→ **Selected extract**

┏━━

Research software at research institutions is therefore increasingly gaining importance and attention. At the same time, there is a lack of standards, guidelines and policies, best practices, and support mechanisms relating to the development, publication, and maintenance of research software. Researchers need support in managing research software across the entire software life cycle . One important aspect in this regard is the transparency of developments, modifications, and adaptations. Against this background, research software management should be organized in an open and transparent way.
In March 2017, the Helmholtz Association Open Science Working Group adopted the position paper “Access to and Reuse of Research Software.”2 In what follows, these positions will be addressed, supplemented, and given concrete form through practical recommendations for action for the Helmholtz Centers.3
This paper aims to create defined processes and to demonstrate options for action. However, it is also noted that the baseline situation varies depending on the Center and the research area. Each Center must therefore assess the importance of a recommendation, whether it can be implemented, and how it can be implemented. Some of the fields of action mentioned below lend themselves to cooperation between the Centers.
Incentives and Metrics
The intellectual activity performed when developing program code, and the contribution that this makes to a research result should be recognized and appreciated. The sustainable and open management of research software, the efficient deployment of resources, and the verifiability of research results can be guaranteed only if incentives for the corresponding practices to realize these goals exist.
In order to measure and recognize the work performed, the Helmholtz Centers are recommended to create incentives and to introduce adequate and transparent metrics for research software.

┗━━

→ **Objective**
Rewrite the passage on research software from "Research software at" up to and including "and transparent way.", replacing "Researchers" with "Scientists".

→ **Data block**
┏━━

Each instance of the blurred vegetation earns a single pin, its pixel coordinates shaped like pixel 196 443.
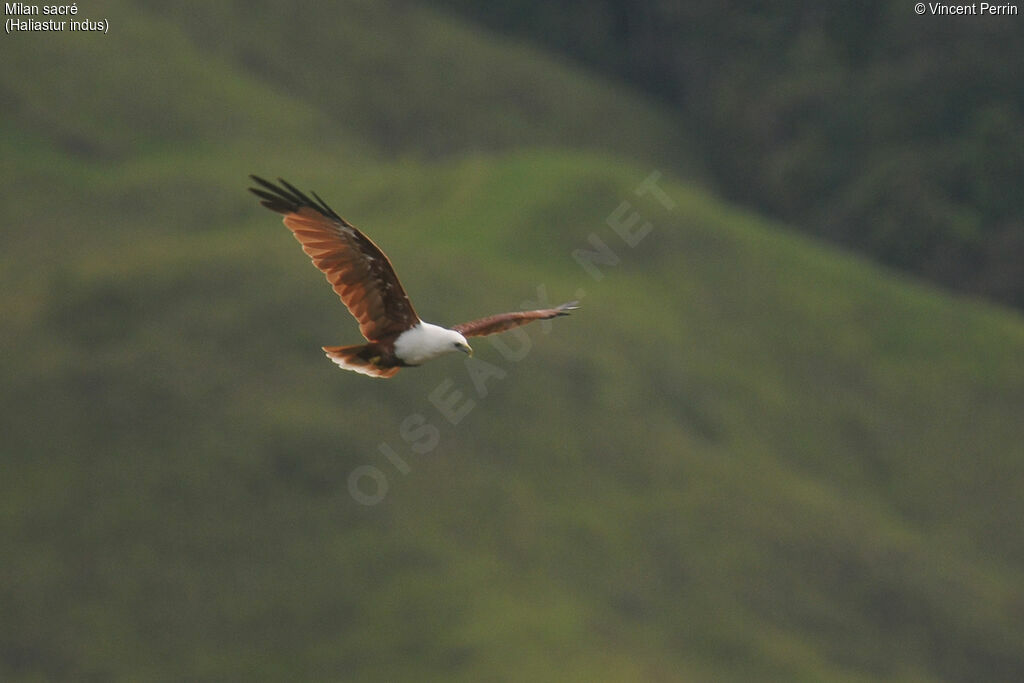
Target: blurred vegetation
pixel 749 457
pixel 861 122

┗━━

→ **Result**
Research software at research institutions is therefore increasingly gaining importance and attention. At the same time, there is a lack of standards, guidelines and policies, best practices, and support mechanisms relating to the development, publication, and maintenance of research software. Scientists need support in managing research software across the entire software life cycle . One important aspect in this regard is the transparency of developments, modifications, and adaptations. Against this background, research software management should be organized in an open and transparent way.